## About this task
Copy the data that appears below exactly. Drop the pictures.

## Data provided
☆ ☆ ☆

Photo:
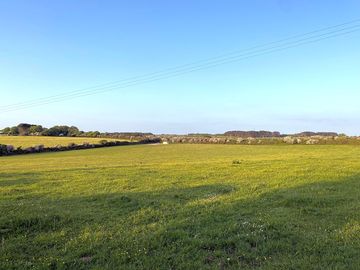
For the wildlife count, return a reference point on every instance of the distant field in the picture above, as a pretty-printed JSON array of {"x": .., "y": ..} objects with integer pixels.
[
  {"x": 27, "y": 141},
  {"x": 182, "y": 207}
]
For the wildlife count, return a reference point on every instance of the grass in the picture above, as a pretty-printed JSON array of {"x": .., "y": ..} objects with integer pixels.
[
  {"x": 182, "y": 207},
  {"x": 47, "y": 141}
]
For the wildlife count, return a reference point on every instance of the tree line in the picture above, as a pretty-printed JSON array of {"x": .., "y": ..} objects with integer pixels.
[{"x": 24, "y": 129}]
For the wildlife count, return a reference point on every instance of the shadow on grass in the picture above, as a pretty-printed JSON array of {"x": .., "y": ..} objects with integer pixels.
[{"x": 204, "y": 227}]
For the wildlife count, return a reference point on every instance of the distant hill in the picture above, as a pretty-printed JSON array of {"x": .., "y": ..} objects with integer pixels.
[{"x": 310, "y": 133}]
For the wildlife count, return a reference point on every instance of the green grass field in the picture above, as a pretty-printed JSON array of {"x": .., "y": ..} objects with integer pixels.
[
  {"x": 47, "y": 141},
  {"x": 182, "y": 207}
]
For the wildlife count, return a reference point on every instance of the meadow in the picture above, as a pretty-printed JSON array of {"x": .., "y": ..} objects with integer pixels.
[
  {"x": 47, "y": 141},
  {"x": 182, "y": 206}
]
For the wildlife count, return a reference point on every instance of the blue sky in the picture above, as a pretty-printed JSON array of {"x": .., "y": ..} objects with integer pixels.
[{"x": 51, "y": 47}]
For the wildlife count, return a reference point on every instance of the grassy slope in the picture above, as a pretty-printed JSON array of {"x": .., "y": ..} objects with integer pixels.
[
  {"x": 182, "y": 207},
  {"x": 27, "y": 141}
]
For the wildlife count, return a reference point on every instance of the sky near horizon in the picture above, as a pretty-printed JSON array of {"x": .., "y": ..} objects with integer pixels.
[{"x": 51, "y": 47}]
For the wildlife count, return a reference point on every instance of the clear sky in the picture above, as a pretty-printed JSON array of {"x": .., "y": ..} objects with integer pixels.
[{"x": 51, "y": 47}]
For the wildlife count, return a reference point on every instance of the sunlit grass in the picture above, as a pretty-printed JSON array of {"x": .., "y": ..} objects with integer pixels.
[{"x": 182, "y": 207}]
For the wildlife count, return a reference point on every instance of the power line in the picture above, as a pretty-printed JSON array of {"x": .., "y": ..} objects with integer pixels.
[{"x": 287, "y": 43}]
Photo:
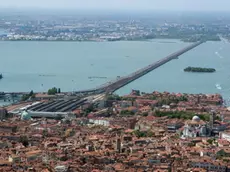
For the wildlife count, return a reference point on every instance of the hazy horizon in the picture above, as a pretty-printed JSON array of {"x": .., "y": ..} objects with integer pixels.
[{"x": 129, "y": 5}]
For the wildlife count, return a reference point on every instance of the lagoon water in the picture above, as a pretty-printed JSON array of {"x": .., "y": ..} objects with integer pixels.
[{"x": 39, "y": 66}]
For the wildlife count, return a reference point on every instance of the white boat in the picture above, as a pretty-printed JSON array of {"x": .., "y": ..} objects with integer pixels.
[{"x": 218, "y": 86}]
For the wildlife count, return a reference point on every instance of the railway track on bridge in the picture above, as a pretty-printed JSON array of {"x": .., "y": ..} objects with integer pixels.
[{"x": 110, "y": 87}]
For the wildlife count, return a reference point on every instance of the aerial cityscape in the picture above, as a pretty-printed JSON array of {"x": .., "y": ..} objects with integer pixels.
[{"x": 128, "y": 91}]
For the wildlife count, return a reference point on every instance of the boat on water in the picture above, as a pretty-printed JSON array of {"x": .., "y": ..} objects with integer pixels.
[{"x": 218, "y": 86}]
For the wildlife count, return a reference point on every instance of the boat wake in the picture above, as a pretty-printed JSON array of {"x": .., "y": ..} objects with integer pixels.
[
  {"x": 218, "y": 87},
  {"x": 217, "y": 53}
]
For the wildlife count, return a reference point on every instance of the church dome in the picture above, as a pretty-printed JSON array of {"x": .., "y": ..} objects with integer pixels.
[
  {"x": 25, "y": 115},
  {"x": 196, "y": 118}
]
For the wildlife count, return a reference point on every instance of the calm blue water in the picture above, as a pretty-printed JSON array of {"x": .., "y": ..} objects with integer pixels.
[
  {"x": 2, "y": 32},
  {"x": 69, "y": 64}
]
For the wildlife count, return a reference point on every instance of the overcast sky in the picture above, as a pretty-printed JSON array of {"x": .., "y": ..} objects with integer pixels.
[{"x": 182, "y": 5}]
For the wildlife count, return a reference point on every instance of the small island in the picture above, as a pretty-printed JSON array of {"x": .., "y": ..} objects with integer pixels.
[{"x": 199, "y": 69}]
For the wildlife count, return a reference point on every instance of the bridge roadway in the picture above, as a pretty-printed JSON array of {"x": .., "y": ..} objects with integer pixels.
[
  {"x": 110, "y": 87},
  {"x": 114, "y": 85}
]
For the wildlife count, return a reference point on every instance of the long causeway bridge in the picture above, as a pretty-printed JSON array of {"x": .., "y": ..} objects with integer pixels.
[{"x": 112, "y": 86}]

☆ ☆ ☆

## Reply
Photo:
For the wildlife count, return a reference point on every instance of the distant field in the picture above, as a pretty-printed JSON array of {"x": .., "y": ..} objects with integer pixels.
[
  {"x": 27, "y": 141},
  {"x": 182, "y": 207}
]
For the wildlife count, return a reference point on every instance of the grass in the picture above, as a pretty-printed JSON array of {"x": .., "y": ..} objects with integer pixels.
[
  {"x": 182, "y": 207},
  {"x": 47, "y": 141}
]
For the wildlife count, return a reference point on every instance of the tree line in the picture above, as a pretty-printed JSON array of {"x": .., "y": ..} objects with integer pixels.
[{"x": 24, "y": 129}]
For the wildlife count, return a reference point on every instance of the shadow on grass in the picture above, as a pretty-printed JSON array of {"x": .., "y": ..} objects with integer pixels.
[{"x": 204, "y": 227}]
For the wildlife count, return a reference point on every instance of the distant hill in the picture above, as a pretty-printed JSON array of {"x": .., "y": ..} objects with integer pixels.
[{"x": 310, "y": 133}]
For the wildlife count, return a reference point on every instance of the green grass field in the picture above, as a pretty-printed JSON array of {"x": .., "y": ..} objects with integer pixels.
[
  {"x": 47, "y": 141},
  {"x": 182, "y": 207}
]
For the wildlife count, return a reference point on every instance of the meadow in the picture above, as a pretty-printed JSON array of {"x": .., "y": ..} objects with integer pixels.
[
  {"x": 47, "y": 141},
  {"x": 182, "y": 206}
]
For the wildlife count, return a reference point on every instance of the blue sky in the picture above, as a pretty-printed JSON array of {"x": .., "y": ..} objects with integer pixels.
[{"x": 51, "y": 47}]
For the wildlife count, return a reference point on every instance of the grassy slope in the picture above, as a pretty-printed JSON array of {"x": .., "y": ..} objects with integer pixels.
[
  {"x": 182, "y": 207},
  {"x": 27, "y": 141}
]
For the wildlife count, return a reference point on every instance of the sky near horizon in the picture above, as a pretty-printed JSON array of {"x": .., "y": ..} objects with integer pixels.
[{"x": 51, "y": 47}]
For the wildlife count, return a reference point on every instance of the clear sky in the picture above, as a pretty-printed JSON array of {"x": .., "y": ..} objects with integer pixels.
[{"x": 51, "y": 47}]
For the wildlife count, return a reference point on every instance of the sunlit grass in the picture above, as a pretty-printed JSON array of {"x": .., "y": ..} objects with integer pixels.
[{"x": 182, "y": 207}]
For the wildlife count, return a reference point on every instance of the power line in the picture above, as a pretty-printed JSON array of {"x": .., "y": ..} objects with integer pixels.
[{"x": 287, "y": 43}]
Photo:
For the wildlife count, return a reference point on every instance of the hazy horizon in the picture above, as a pretty-printed JSON array of {"x": .., "y": ..} objects with integer pixels.
[{"x": 129, "y": 5}]
For the wildlife count, return a reference point on every instance of the lagoon water in the picture above, as a pretty-printed JSON array of {"x": .., "y": ..} objects with integer pixels.
[{"x": 39, "y": 66}]
For the wildlife count, return a reference point on every instance of the white boat in the picture above, as a pretty-printed JSON array of {"x": .., "y": ..} objects with integer pixels.
[{"x": 218, "y": 86}]
For the wildlife count, return a reference point on every instance of the railway track on bridge in the picture above, as a pretty-printed JSON array of {"x": .., "y": ..} objects with integer pixels.
[{"x": 110, "y": 87}]
For the wildlife count, return a reference point on every instance of the aerial cityscape in the picture above, as a pretty-printed JSON array of {"x": .., "y": ..} objects with integer pixels.
[{"x": 128, "y": 91}]
For the wildlife count, return a reference point on every instance of the boat on water in the picture above, as a pretty-printed JSON array of {"x": .., "y": ..} objects with integer pixels.
[{"x": 218, "y": 86}]
For the wildlife count, return a reference point on every instance of the boat wake in the picture above, as a pretty-printed JSON array of {"x": .., "y": ..} objects with integer pixels.
[
  {"x": 218, "y": 87},
  {"x": 217, "y": 53}
]
For the wildlife count, return a reference point on every instance of the church dome in the picture above, as a pretty-printed JSON array of {"x": .., "y": ..} objects with integer pixels.
[
  {"x": 25, "y": 115},
  {"x": 196, "y": 118}
]
For the wildlife count, return a reference point on every instance of the calm blue water in the picture above, as a pretty-printed JSON array of {"x": .., "y": ..} objects with integer pixels.
[
  {"x": 2, "y": 32},
  {"x": 69, "y": 64}
]
For the wildlife count, return a reference point on every instance of the overcast sky in the picture above, as a pretty-printed JSON array of {"x": .., "y": ..} objects with integer pixels.
[{"x": 182, "y": 5}]
For the wildlife count, return a reference point on every instance of the small island in the picture above, as a pretty-printed JSON array of {"x": .., "y": ..} objects with integer pixels.
[{"x": 199, "y": 69}]
For the wildlife count, return a reference point on every instance of the bridge roadway in the picture above, as a pretty-printed JSON array of {"x": .., "y": ..} objects with integer pixels.
[
  {"x": 110, "y": 87},
  {"x": 114, "y": 85}
]
For the wildlife count, return a reference point on every instance of the long causeway bridge in the picture above, as a pretty-printed JSON array of {"x": .., "y": ..} objects with integer pixels.
[{"x": 112, "y": 86}]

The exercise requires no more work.